=== What you will do ===
The records below are to be duplicated exactly as they appear.

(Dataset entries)
* * * * * * *

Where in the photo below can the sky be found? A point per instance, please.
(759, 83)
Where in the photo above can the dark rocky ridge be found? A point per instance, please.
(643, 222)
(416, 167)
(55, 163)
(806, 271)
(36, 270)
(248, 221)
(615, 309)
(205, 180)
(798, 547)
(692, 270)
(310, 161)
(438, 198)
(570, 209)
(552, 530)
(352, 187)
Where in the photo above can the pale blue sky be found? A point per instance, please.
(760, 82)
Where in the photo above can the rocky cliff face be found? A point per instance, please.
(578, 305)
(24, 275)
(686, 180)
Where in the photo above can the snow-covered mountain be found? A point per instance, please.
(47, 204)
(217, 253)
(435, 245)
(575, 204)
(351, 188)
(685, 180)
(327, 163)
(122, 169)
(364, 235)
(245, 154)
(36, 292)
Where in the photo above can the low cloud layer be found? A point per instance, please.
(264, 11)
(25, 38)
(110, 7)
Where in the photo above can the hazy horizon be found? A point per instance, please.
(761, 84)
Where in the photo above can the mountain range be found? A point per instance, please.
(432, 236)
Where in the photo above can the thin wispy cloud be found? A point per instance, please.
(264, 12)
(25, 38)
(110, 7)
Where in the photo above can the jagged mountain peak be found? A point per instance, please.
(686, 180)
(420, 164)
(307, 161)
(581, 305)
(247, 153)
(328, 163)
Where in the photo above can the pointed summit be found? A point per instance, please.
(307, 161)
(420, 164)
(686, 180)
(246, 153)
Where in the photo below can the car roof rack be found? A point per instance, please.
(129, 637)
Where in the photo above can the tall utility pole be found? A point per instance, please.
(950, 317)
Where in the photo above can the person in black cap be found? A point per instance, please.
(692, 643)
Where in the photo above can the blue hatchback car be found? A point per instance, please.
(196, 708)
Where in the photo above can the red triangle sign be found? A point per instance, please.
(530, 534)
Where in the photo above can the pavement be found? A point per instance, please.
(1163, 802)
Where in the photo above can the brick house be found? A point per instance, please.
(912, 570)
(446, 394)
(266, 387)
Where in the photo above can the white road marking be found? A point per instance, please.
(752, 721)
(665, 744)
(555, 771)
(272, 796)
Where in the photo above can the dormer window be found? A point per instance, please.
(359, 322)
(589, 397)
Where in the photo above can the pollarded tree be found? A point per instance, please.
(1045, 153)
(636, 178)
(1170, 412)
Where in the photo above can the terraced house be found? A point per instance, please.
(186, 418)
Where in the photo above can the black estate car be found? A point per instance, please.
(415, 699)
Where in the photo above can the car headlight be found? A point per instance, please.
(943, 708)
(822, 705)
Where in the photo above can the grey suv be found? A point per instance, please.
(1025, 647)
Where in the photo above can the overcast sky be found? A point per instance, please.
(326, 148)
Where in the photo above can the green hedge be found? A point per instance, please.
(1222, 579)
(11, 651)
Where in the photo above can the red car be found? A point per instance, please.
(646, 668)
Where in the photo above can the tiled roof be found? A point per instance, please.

* * * * * * *

=== Result of the exercise ===
Where in the photo below can the sky be found? A point per instance, please.
(759, 83)
Where in the photo above can the dark rocky ridge be found? A point per instance, please.
(643, 222)
(416, 167)
(55, 163)
(806, 271)
(36, 270)
(248, 221)
(615, 309)
(205, 180)
(798, 547)
(692, 270)
(310, 161)
(438, 198)
(570, 209)
(552, 530)
(352, 187)
Where in the photo above can the pale blue sky be found? A point per instance, please.
(760, 82)
Where in the photo above can the rocky cliff face be found? A point per instance, please.
(578, 305)
(24, 275)
(686, 180)
Where in the photo above can the snow-covered mountain be found? A point per instance, please.
(47, 204)
(217, 253)
(435, 245)
(575, 204)
(351, 188)
(685, 180)
(327, 163)
(122, 169)
(364, 235)
(245, 154)
(36, 292)
Where in the photo above can the low cloud layer be found? A point per instance, please.
(264, 11)
(25, 38)
(110, 7)
Where in the photo above can the hazy horizon be found? A point per instance, please.
(761, 84)
Where in the photo above can the mountain range be found? A point per instance, please.
(432, 236)
Where in the photo above can the thin wispy cloud be found? A point per instance, please.
(264, 12)
(25, 38)
(110, 7)
Where in the photo above can the jagged mountain peak be found? A point per instance, please.
(686, 180)
(420, 164)
(307, 161)
(581, 305)
(247, 153)
(328, 163)
Where in the photo above can the pointed summit be found? A point per instance, please.
(307, 161)
(420, 164)
(686, 180)
(246, 153)
Where in the photo below can the car roof rack be found? A point per instance, please.
(129, 637)
Where in the photo above can the tall utility pole be found? A point per instance, please.
(950, 317)
Where in the photo above can the person in black cap be found? A point per instance, please.
(692, 643)
Where in the photo above can the blue hatchback car be found? A point per instance, please.
(196, 708)
Where in the photo above can the red triangle sign be found? A point per instance, please.
(530, 534)
Where in the photo above can the pavement be found? A point per instance, please.
(1163, 802)
Where in the photo above can the brick house be found? A point per instance, please.
(912, 570)
(446, 394)
(266, 387)
Where in the photo above can the white road marking be found? A point per instance, please.
(752, 721)
(665, 744)
(555, 771)
(272, 796)
Where in the photo above can the dormer window be found? A point per instance, please.
(359, 322)
(589, 397)
Where in the photo above can the pollarded tree be found? A point per instance, please.
(1045, 153)
(636, 178)
(1170, 412)
Where in the photo above can the terraced house be found? A point per instance, please.
(186, 418)
Where in the photo above can the black estate car be found? A point per instance, please.
(415, 699)
Where in the photo above can the car headlight be found? A point per instance, please.
(943, 708)
(822, 705)
Where in the photo above can the grey suv be found? A point per instance, please.
(1025, 647)
Where in the photo above can the overcast sky be found? A point per instance, please.
(326, 148)
Where in the photo above can the green hedge be found? A point per instance, please.
(1222, 579)
(11, 651)
Where in the photo above can the red car be found? A point per instance, please.
(646, 668)
Where in the photo above can the tiled roof be found? A point per instance, please.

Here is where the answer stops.